▸ Input rows:
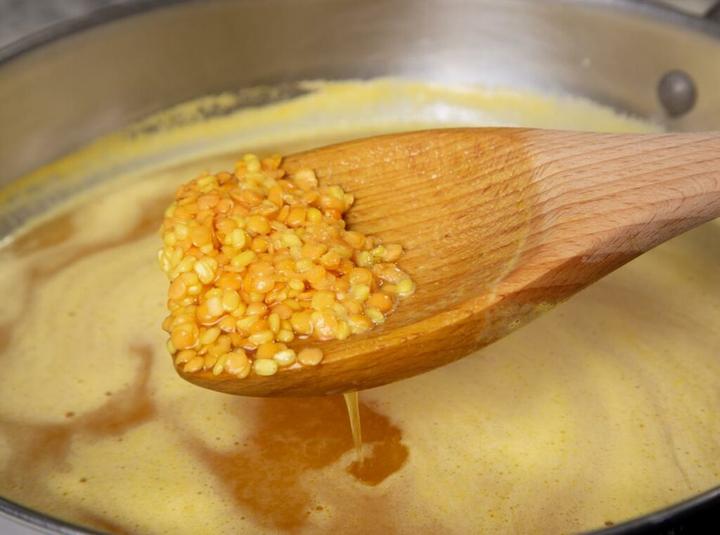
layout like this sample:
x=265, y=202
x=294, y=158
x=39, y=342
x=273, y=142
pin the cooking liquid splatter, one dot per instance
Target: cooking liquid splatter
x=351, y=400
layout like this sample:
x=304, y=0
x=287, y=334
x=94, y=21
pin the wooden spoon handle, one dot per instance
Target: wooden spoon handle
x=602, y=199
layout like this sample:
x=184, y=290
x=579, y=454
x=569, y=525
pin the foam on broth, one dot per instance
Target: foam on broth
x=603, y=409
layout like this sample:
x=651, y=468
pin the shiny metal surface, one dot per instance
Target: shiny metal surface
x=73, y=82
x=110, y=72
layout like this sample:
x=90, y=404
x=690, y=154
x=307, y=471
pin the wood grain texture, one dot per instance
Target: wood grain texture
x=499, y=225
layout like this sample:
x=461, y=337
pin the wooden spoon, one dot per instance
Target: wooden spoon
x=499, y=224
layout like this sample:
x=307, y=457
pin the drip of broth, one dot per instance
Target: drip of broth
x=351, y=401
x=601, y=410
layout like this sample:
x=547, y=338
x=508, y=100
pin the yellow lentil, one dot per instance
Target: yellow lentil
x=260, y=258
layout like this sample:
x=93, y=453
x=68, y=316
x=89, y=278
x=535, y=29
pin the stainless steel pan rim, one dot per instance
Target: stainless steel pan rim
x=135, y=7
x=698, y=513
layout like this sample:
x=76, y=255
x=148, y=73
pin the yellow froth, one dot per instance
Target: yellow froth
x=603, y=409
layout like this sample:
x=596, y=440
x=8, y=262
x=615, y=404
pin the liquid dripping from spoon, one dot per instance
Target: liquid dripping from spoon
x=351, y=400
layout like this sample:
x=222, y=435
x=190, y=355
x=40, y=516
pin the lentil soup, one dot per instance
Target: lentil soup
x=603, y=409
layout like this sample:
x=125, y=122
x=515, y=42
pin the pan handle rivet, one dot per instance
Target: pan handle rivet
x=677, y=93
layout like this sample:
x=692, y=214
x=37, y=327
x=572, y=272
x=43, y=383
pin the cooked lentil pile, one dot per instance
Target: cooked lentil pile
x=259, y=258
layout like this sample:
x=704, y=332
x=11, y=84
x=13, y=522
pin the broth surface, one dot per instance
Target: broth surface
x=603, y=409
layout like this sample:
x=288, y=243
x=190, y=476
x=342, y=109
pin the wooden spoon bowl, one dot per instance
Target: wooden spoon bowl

▸ Stated goal:
Extract every line in the rows above that contains the word "splatter".

▸ Written response:
pin the cooking liquid splatter, one dot per instance
Target: cooking liquid splatter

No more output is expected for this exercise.